_Alıntılanan Metin_
########################################

Uğur Mumcu, 40’ların Cadı Kazanı, Tekin Yayınevi, 1995, İstanbul, İlk basım: 1990

Ocak ayı. Yeni bir yıla, çoğunu uygulamayacağımızı içten içe bilsek de planlarımızın heyecanları ve taze umutlarla başladığımız bu ay ne yazık ki yakın tarihimizdeki bazı acı olayların isyan dolu anılarıyla da hafızalarımızdadır. Hukuk profesörü ve yazar Muammer Aksoy, Ankara Bahçelievler’deki evinin önünde vurulduğunda tarih 31 Ocak 1990’dır. Aynı yıl ‘40’ların Cadı Kazanı’nı yayımlayan Uğur Mumcu kitabını Muammer Aksoy’a ithaf ederken üç yıl sonra yine bir Ocak günü aynı kaderi paylaşacağını bilemezdi tabi ki.

“Bu kitabı, 31 Ocak 1990 günü düşürüldüğü pusuda karanlık güçlerce öldürülen, Atatürk İlkelerinin ve özgürlükçü demokrasinin yılmaz savunucusu, yorulmaz araştırmacı, erdem ve onur simgesi Prof. Dr. Muammer Aksoy’un anısına adıyorum. U.M”

########################################

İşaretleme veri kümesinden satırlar

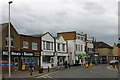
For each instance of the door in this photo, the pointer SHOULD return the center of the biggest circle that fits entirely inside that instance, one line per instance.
(16, 63)
(52, 61)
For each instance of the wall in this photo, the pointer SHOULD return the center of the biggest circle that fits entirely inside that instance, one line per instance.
(67, 35)
(15, 36)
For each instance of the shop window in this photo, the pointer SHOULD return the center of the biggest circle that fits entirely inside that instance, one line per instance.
(76, 47)
(46, 59)
(48, 45)
(7, 41)
(44, 45)
(58, 46)
(63, 47)
(34, 46)
(25, 44)
(81, 48)
(52, 45)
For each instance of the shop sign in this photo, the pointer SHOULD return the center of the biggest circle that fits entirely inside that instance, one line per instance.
(28, 54)
(36, 54)
(14, 53)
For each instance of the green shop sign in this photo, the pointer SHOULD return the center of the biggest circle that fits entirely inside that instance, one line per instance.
(80, 54)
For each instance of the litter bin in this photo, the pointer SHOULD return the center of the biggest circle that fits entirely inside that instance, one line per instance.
(41, 70)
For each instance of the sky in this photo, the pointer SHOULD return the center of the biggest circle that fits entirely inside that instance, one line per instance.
(96, 18)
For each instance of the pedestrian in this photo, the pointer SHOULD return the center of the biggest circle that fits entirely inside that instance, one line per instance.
(31, 66)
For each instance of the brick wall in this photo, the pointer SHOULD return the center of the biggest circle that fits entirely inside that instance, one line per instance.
(30, 40)
(67, 35)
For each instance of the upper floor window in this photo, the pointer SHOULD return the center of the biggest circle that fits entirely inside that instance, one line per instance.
(52, 45)
(34, 46)
(47, 45)
(78, 47)
(25, 44)
(63, 46)
(44, 45)
(81, 38)
(81, 48)
(11, 41)
(58, 46)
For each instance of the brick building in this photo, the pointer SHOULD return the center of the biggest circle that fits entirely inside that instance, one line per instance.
(15, 45)
(105, 51)
(30, 48)
(116, 51)
(77, 46)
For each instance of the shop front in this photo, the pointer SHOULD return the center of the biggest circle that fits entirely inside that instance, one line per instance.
(15, 60)
(80, 58)
(61, 58)
(30, 57)
(47, 60)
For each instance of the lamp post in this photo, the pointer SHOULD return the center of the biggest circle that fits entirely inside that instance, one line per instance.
(9, 42)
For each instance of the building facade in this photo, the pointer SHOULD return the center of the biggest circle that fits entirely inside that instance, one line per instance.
(47, 50)
(30, 48)
(15, 45)
(105, 52)
(76, 46)
(61, 51)
(116, 52)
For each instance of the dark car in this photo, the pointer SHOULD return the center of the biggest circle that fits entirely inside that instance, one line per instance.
(113, 62)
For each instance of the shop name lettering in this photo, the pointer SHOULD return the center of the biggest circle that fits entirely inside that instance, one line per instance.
(28, 54)
(12, 53)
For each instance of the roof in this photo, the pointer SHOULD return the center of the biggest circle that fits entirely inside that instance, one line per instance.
(37, 35)
(40, 35)
(102, 45)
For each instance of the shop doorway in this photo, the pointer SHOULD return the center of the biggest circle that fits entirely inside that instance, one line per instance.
(16, 60)
(52, 61)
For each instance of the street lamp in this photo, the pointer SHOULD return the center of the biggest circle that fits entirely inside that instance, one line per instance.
(9, 42)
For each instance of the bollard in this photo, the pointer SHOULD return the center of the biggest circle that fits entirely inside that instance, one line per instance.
(48, 68)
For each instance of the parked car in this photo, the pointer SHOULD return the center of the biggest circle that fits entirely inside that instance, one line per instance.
(113, 62)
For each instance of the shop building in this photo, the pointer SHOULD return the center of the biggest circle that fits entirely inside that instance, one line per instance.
(116, 52)
(105, 51)
(47, 50)
(30, 49)
(76, 46)
(15, 45)
(90, 50)
(61, 51)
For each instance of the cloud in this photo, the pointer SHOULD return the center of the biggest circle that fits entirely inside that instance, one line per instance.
(97, 18)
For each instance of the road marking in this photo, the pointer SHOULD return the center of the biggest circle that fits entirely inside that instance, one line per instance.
(47, 74)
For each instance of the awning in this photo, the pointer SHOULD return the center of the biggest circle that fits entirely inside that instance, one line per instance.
(80, 54)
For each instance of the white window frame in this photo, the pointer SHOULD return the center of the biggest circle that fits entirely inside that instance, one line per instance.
(25, 44)
(34, 46)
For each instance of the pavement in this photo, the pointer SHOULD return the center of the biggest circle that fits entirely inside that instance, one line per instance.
(113, 69)
(26, 74)
(97, 71)
(75, 72)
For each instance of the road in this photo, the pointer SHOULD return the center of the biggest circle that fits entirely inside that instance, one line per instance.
(96, 71)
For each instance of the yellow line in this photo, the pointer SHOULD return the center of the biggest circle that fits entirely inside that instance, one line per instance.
(47, 74)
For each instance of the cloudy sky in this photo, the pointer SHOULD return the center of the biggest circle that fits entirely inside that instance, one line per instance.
(97, 18)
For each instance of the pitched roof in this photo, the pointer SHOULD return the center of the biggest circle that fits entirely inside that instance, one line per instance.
(101, 44)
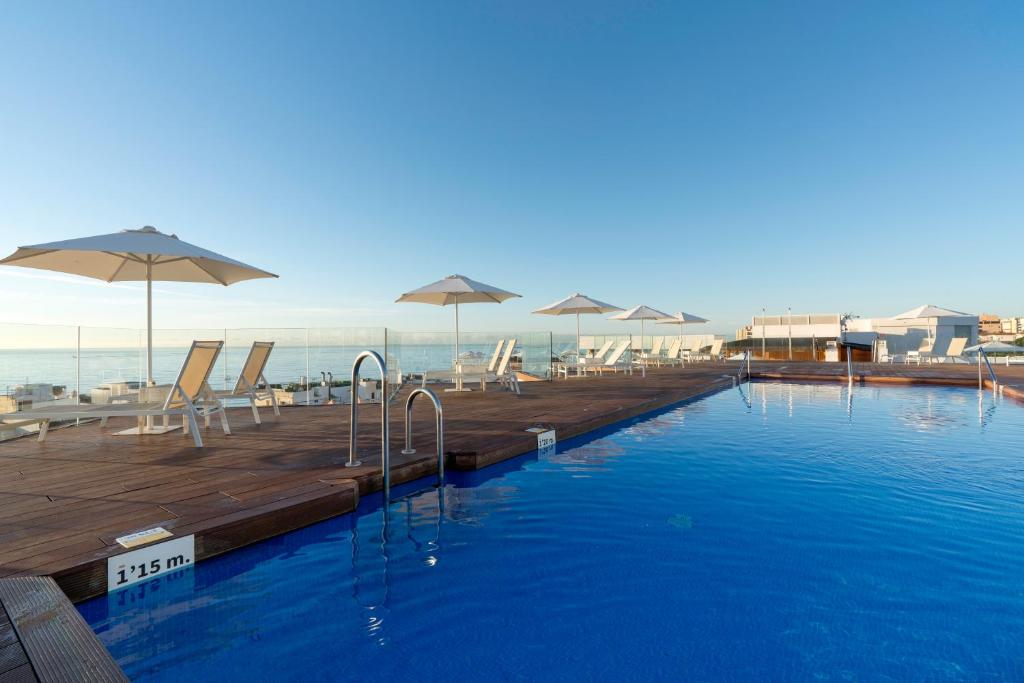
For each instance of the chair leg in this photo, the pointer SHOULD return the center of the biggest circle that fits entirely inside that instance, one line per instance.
(197, 437)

########################################

_Görev Tanımı_
Alıntılanan metinde "Uğur Mumcu, 40’ların" sözcüklerini içeren yerle başlayıp "bilemezdi tabi ki." ile biten bölümü hiçbir değişiklik yapmadan geri verin.

_Çözüm Aşağıda_
Uğur Mumcu, 40’ların Cadı Kazanı, Tekin Yayınevi, 1995, İstanbul, İlk basım: 1990

Ocak ayı. Yeni bir yıla, çoğunu uygulamayacağımızı içten içe bilsek de planlarımızın heyecanları ve taze umutlarla başladığımız bu ay ne yazık ki yakın tarihimizdeki bazı acı olayların isyan dolu anılarıyla da hafızalarımızdadır. Hukuk profesörü ve yazar Muammer Aksoy, Ankara Bahçelievler’deki evinin önünde vurulduğunda tarih 31 Ocak 1990’dır. Aynı yıl ‘40’ların Cadı Kazanı’nı yayımlayan Uğur Mumcu kitabını Muammer Aksoy’a ithaf ederken üç yıl sonra yine bir Ocak günü aynı kaderi paylaşacağını bilemezdi tabi ki.